Task statement —
Copy the material below, replacing each "outline" with "boundary" and leaving everything else unchanged.

Record set —
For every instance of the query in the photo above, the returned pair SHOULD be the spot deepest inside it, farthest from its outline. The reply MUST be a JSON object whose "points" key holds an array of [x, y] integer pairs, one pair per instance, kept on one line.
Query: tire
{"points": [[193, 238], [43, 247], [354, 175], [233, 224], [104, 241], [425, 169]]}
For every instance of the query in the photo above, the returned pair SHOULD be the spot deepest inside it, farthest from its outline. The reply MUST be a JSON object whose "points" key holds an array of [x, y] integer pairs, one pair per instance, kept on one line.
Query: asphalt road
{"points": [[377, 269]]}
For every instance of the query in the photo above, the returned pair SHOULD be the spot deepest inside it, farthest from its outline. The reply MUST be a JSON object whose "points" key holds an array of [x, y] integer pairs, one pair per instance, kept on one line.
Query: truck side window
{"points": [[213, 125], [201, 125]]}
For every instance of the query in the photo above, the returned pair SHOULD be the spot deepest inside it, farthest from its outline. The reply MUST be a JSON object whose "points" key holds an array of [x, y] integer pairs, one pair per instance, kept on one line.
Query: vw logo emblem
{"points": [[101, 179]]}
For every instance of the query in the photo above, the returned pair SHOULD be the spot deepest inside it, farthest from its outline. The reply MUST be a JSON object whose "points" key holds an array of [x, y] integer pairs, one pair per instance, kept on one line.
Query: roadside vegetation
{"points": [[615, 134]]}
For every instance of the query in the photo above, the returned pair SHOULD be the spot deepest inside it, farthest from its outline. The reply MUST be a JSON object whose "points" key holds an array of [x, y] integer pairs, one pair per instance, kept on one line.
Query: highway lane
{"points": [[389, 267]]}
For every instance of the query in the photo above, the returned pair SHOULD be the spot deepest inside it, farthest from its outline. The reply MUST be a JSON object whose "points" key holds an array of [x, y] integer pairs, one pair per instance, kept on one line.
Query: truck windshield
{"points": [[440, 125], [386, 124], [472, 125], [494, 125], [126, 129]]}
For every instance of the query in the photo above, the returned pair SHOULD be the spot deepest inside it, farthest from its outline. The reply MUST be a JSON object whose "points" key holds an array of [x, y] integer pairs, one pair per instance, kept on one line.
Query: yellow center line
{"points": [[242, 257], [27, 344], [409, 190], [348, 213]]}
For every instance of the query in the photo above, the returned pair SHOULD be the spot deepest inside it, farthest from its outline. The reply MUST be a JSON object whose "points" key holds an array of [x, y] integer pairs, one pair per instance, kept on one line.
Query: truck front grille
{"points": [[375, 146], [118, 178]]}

Exercise response —
For every instance of the query in the photo above, the returned pair SHOULD be the spot deepest inside it, farthest from its boundary. The reply MUST be a JSON object whose "points" key holds an array of [x, y] integer pairs, one pair per instance, kept on one line.
Query: tire
{"points": [[193, 238], [43, 247], [354, 175], [233, 224], [104, 241], [425, 169]]}
For every instance of the query in the photo above, the returned pair SHOULD be the spot deepest inside it, farthest from its boundary. The reply MUST be a JSON object whose "points" key holds an array of [x, y] integer pairs, one pair per instance, kept on one line.
Query: asphalt road
{"points": [[377, 269]]}
For every instance of the query in the photo above, the returned pair SHOULD be the spot deepest inside it, farthest from its boundary. The reply MUST be a JSON object whose "points" key holds an array of [x, y] integer pairs, one pair per instance, kept on one line.
Query: truck side window
{"points": [[213, 125], [201, 125]]}
For every instance of the query in the photo above, the returned pair SHOULD be the spot deepest inside it, farthest from its boundary. The reply MUST be a JSON object whose "points" key holds an array of [x, y] integer pairs, one pair per instance, kept on one line.
Query: vw logo emblem
{"points": [[101, 179]]}
For every instance of the query in the photo above, the returned pair SHOULD be the spot deepest inside it, farthest from its boundary. The reply MUST be a JSON object whose "points" key holds an array of [x, y] integer pairs, one pair per instance, kept on one line.
Query: roadside vegetation
{"points": [[615, 134]]}
For every instance of the query in the photo above, the returned pair SHOULD be the spot deepest inside it, farthest from its boundary. The reply MUST be a JSON object whose "points" key holds an array of [x, y] integer pairs, one pair per instance, kept on one line.
Query: highway lane
{"points": [[389, 267]]}
For every instance of the query in the photo above, the returned pair SHOULD be the spot deepest inside it, farthest from its boundary. The reply MUST be a JSON object whose "points" key holds an array of [x, y] integer pairs, one pair per instance, kept on one line.
Query: truck windshield
{"points": [[440, 125], [386, 124], [472, 125], [494, 125], [126, 129]]}
For every instance of the query in the photo above, the returned pair SHOULD be the spot deepest inside it, farthest from its boundary. The reply MUST be a JSON object whose "points" key holds an array of [x, y] integer pairs, one pair per instance, kept on one line.
Query: yellow center line
{"points": [[242, 257], [27, 344], [409, 190], [348, 213]]}
For every instance of the query in the photo above, the returned pair SHOULD be the spot deepest inside it, farthest from its boundary. The reply MUST be a JSON object whose "points" key holds an array of [x, y] integer pairs, one pair per instance, kept on one line.
Query: truck front grille
{"points": [[375, 146], [118, 178]]}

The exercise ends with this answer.